## Work to complete
The entries are to be output word for word, with the pictures omitted.

## Given data

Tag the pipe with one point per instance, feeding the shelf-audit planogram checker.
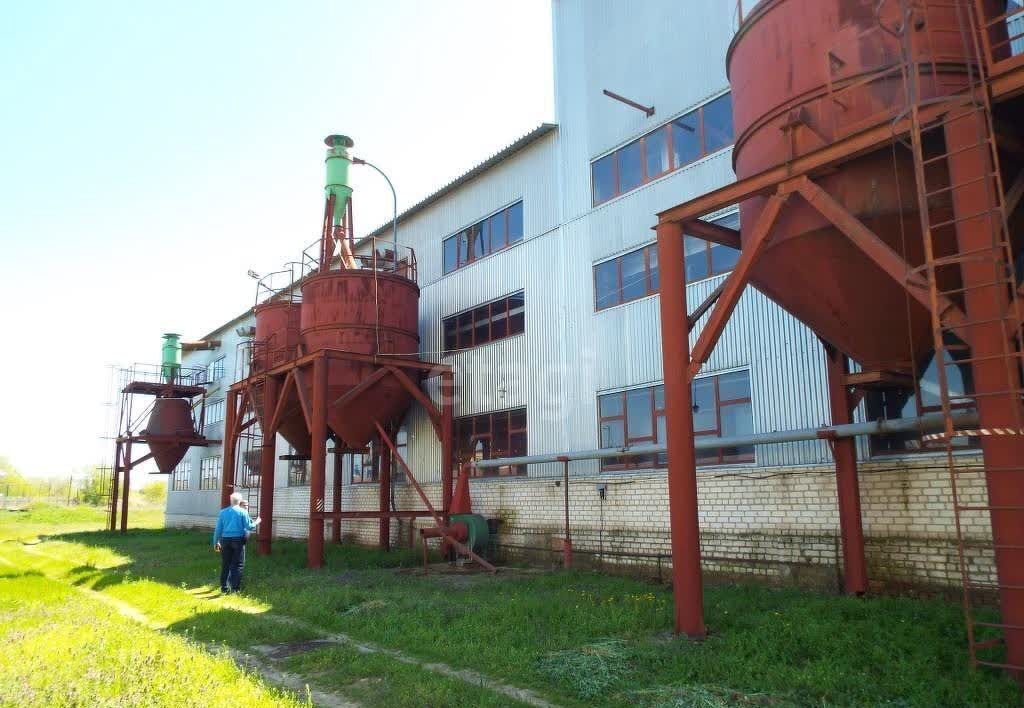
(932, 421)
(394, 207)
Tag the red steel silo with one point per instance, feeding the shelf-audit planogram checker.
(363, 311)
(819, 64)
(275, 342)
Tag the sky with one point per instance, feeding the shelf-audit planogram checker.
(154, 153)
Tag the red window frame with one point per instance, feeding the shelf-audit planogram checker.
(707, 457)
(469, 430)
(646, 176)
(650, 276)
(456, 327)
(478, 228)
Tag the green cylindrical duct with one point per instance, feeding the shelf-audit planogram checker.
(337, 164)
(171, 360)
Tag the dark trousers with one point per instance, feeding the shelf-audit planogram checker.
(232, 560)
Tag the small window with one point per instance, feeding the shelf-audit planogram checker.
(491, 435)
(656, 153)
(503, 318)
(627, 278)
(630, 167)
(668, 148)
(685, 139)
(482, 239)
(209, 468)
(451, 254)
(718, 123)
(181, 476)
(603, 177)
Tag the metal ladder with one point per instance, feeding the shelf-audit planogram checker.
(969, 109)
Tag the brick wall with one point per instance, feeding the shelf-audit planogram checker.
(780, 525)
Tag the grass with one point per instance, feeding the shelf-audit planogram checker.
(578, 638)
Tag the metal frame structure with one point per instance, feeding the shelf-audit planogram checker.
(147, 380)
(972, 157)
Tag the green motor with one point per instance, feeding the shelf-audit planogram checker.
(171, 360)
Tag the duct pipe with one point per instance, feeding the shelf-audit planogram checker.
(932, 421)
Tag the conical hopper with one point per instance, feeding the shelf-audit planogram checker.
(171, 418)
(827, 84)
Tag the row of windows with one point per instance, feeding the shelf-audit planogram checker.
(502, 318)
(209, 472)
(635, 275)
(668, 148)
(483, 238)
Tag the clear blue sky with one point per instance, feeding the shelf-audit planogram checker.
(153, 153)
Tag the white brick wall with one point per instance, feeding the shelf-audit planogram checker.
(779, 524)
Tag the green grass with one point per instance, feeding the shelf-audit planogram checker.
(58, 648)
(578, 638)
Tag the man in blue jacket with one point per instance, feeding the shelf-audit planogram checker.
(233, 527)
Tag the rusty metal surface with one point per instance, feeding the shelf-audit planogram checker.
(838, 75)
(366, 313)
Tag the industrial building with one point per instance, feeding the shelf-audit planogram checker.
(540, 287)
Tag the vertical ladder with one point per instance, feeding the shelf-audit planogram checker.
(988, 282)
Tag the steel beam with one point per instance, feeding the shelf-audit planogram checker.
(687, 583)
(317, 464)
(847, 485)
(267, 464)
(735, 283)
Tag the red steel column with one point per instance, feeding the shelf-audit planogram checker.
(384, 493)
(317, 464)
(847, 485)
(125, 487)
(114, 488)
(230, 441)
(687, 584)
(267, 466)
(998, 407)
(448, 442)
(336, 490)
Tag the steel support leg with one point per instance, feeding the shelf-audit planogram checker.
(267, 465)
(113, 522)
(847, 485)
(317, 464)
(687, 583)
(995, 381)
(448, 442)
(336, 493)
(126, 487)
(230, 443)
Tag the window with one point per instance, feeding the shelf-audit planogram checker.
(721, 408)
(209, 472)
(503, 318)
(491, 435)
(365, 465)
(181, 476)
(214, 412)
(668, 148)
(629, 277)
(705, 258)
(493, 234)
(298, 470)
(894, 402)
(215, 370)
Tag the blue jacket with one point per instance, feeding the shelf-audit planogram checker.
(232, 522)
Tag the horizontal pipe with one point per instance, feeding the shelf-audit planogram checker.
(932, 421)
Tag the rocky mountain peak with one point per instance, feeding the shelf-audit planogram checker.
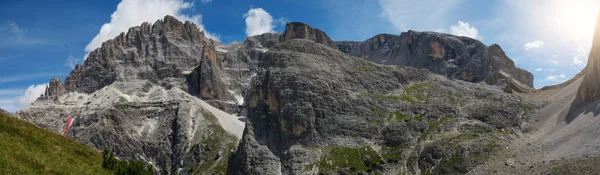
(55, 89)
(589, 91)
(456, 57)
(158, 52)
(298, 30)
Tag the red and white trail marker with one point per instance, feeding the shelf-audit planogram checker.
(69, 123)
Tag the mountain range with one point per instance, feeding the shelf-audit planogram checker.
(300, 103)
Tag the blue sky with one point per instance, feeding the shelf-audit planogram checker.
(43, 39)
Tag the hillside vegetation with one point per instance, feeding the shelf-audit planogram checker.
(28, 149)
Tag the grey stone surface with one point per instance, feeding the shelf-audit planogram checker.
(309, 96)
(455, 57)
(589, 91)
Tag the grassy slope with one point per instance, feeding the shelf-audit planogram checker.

## Exercise output
Tag the pipe with one point per instance, feeding the shelf-audit planogram checker.
(932, 421)
(394, 207)
Tag the red steel silo with one point per instance, feeding the shelf-audit planogram checker.
(363, 311)
(819, 64)
(275, 342)
Tag the sky with one point per instance, feeding the shelf-audit planogram checker.
(154, 153)
Tag the red window frame with one point per instance, feeding the shelf-audit planogram checker.
(707, 457)
(469, 430)
(646, 176)
(650, 276)
(456, 327)
(478, 228)
Tag the green cylindrical duct with one point per instance, feeding the shelf-audit planogram checker.
(337, 164)
(171, 360)
Tag the dark trousers with one point per instance, feeding the shelf-audit planogram checker.
(232, 560)
Tag the small window with one point per instance, feeding the shelf-audit planogram checker.
(491, 435)
(656, 153)
(503, 318)
(627, 278)
(630, 167)
(668, 148)
(685, 139)
(482, 239)
(209, 468)
(451, 254)
(718, 123)
(181, 476)
(603, 177)
Tag the metal ladder with one point per instance, feeding the shelf-audit planogram checker.
(969, 109)
Tag the brick wall with one point per instance, feeding the shelf-audit planogram checker.
(780, 525)
Tag the grass with one point per instance, feeding the shelf-audit planogram checker.
(578, 638)
Tag the metal frame structure with one point per instance, feeding the shelf-audit planogram checker.
(147, 380)
(972, 157)
Tag the green motor with one point per instance, feeding the shelf-audit planogram checker.
(171, 360)
Tag the duct pipe with one point per instance, feeding the shelf-audit planogram checker.
(932, 421)
Tag the conical hopper with one point per instance, feeding the shelf-audit planogram checker.
(171, 418)
(827, 84)
Tag the row of windows with one point per instance, feeding the shelf-audit planogram checker.
(502, 318)
(209, 472)
(635, 275)
(668, 148)
(483, 238)
Tag the clear blue sky with one point per instance, feeding the shelf-audit planogram checker.
(153, 153)
Tag the white brick wall with one point per instance, feeding the shelf-audit planogram checker.
(779, 524)
Tag the green grass with one point per instance, feeding the shelf-audit planogram checker.
(58, 648)
(578, 638)
Tag the man in blue jacket with one point per instance, feeding the shelf-audit planogram checker.
(233, 527)
Tag the rusty metal surface with one point per instance, feeding the shelf-audit planogram checker.
(838, 75)
(366, 313)
Tag the industrial building with one point per instance, feeding the shelf-audit planogram checker.
(540, 287)
Tag the vertical ladder with one point per instance, feeding the shelf-audit planogram checker.
(988, 282)
Tag the steel beam with one point per instance, feeding the shelf-audit planogram checker.
(687, 583)
(317, 464)
(847, 485)
(267, 464)
(735, 283)
Tag the red steel column with one point per instance, feeding the shelf-audit planogram checker.
(384, 493)
(317, 464)
(847, 485)
(125, 487)
(114, 488)
(230, 441)
(687, 584)
(267, 466)
(998, 407)
(448, 442)
(336, 490)
Tag the steel support leg with one point per instance, feeding the shelf-audit planogram checker.
(267, 465)
(113, 522)
(847, 485)
(317, 464)
(687, 583)
(995, 381)
(448, 442)
(336, 493)
(126, 487)
(230, 443)
Tag the window with one point per instance, feeding the shelf-audit planogram checker.
(721, 408)
(209, 472)
(503, 318)
(491, 435)
(365, 465)
(181, 476)
(214, 412)
(668, 148)
(629, 277)
(705, 258)
(493, 234)
(298, 470)
(894, 402)
(215, 370)
Tag the blue jacket with one point per instance, feeding the shelf-audit planogram checker.
(232, 522)
Tag the horizontal pipe with one point per instance, feeding the shelf-audit planogram checker.
(932, 421)
Tag the rocky mountain peak with one point per instance, feeding the shelf-audit planogram checker.
(55, 89)
(589, 91)
(456, 57)
(158, 52)
(298, 30)
Tag the red and white trail marker with one point per instance, feeding the shelf-audit planogram checker.
(69, 123)
Tag the mountain range with one point per instance, feeding the shelf-audit planogram checker.
(300, 103)
Tag the blue sky with one point per instance, feeding the shelf-audit planogram checker.
(43, 39)
Tag the hillside vegetation with one point per instance, feeding the shelf-audit planogram checker.
(28, 149)
Tag the grey stone surface with one point per instance, feeding the shelf-audit planogram checker.
(309, 96)
(455, 57)
(589, 91)
Tag the grassy slope with one point per instance, feeding the shelf-audit planogram checker.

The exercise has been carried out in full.